• Prompt: For each line below that includes the string "ceiling", show the whole line.

• Given records:
..............................

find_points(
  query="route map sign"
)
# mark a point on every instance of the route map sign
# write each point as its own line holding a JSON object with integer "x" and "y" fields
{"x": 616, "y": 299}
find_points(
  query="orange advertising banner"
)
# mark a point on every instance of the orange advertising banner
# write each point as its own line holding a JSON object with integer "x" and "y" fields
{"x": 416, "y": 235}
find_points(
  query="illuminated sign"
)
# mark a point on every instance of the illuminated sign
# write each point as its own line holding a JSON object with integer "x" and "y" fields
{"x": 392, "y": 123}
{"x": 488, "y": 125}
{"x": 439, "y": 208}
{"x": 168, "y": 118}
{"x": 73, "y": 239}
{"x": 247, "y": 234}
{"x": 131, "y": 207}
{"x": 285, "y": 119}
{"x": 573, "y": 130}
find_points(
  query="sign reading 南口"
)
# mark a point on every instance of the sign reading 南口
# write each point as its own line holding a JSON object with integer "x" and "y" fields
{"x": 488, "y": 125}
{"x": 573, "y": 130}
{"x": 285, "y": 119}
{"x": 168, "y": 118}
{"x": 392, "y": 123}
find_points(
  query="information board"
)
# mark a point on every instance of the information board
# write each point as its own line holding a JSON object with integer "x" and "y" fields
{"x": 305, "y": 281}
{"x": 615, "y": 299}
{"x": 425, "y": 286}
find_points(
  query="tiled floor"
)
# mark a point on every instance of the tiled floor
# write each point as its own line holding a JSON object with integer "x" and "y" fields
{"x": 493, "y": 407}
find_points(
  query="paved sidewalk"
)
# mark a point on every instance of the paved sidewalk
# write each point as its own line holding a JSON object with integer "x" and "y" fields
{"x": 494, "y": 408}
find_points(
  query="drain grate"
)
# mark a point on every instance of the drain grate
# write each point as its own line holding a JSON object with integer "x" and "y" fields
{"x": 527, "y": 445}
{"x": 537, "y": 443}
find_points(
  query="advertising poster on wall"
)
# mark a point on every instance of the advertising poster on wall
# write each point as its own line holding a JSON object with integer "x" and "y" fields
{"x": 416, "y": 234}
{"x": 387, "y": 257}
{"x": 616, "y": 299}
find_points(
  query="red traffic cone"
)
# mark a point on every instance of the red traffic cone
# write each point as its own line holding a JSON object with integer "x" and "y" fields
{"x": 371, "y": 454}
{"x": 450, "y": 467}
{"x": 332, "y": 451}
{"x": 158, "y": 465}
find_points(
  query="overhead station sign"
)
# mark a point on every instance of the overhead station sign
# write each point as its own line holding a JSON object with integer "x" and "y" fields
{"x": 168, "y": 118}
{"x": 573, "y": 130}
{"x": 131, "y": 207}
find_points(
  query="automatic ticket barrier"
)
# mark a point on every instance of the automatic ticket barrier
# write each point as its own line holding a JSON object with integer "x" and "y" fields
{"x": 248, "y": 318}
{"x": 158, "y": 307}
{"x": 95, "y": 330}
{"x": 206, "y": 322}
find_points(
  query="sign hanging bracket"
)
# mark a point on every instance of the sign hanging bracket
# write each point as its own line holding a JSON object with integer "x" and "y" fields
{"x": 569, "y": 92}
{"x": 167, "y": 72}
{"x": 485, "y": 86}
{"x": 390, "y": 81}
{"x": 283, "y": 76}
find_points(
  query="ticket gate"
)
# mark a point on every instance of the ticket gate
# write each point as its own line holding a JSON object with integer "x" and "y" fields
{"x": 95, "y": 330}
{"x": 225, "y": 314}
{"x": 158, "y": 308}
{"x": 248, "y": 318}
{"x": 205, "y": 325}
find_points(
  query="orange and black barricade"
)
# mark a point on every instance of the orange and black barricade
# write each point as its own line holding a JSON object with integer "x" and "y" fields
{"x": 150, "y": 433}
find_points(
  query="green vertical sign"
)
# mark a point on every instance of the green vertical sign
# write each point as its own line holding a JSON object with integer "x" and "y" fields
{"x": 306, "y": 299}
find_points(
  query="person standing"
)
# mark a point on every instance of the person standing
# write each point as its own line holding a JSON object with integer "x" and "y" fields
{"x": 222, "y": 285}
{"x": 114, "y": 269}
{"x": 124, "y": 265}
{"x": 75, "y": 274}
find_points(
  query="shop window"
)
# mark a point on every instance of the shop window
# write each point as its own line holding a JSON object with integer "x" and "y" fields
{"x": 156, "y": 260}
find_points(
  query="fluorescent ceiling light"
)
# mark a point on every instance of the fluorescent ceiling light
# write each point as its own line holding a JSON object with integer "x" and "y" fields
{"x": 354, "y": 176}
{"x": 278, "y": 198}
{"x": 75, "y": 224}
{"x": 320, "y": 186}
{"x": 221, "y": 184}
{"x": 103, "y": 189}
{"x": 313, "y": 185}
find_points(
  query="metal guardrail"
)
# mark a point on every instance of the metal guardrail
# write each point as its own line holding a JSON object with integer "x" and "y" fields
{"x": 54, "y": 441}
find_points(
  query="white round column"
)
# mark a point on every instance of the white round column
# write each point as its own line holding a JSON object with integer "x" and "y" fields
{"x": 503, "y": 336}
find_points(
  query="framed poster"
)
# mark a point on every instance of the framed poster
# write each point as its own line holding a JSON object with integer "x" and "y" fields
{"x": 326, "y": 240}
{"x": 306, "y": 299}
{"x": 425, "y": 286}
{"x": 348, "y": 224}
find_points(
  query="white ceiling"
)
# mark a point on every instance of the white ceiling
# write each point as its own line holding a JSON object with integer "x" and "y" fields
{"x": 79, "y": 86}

..............................

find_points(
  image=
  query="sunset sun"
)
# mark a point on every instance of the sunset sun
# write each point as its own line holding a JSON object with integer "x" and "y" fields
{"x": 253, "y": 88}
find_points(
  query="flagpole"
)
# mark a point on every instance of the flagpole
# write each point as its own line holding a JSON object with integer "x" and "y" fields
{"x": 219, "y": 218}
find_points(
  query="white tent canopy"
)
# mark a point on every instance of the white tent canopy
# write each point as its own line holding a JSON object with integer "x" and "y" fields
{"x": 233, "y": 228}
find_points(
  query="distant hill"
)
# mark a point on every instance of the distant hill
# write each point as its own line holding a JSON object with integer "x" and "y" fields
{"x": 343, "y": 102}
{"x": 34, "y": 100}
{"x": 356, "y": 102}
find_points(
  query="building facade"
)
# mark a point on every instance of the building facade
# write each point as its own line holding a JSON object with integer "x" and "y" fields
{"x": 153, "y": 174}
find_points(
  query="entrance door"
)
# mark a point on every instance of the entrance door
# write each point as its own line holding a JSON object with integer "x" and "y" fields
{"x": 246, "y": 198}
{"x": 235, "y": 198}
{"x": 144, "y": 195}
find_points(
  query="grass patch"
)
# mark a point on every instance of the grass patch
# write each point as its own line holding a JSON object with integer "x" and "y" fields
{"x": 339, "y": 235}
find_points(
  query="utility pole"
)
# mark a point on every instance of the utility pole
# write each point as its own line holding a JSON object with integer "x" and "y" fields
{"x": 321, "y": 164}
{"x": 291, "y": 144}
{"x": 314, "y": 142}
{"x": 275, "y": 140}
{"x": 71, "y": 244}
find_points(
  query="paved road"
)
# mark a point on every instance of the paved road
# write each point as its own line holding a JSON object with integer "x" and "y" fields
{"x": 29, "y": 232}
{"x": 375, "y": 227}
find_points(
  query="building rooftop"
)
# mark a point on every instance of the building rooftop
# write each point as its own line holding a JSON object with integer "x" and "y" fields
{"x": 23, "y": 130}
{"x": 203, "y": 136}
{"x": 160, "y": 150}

..............................

• Answer to this exercise:
  query="fluorescent ceiling light"
# mark a point on every instance of the fluorescent ceiling light
  query="white ceiling"
# mark a point on every instance of the white ceiling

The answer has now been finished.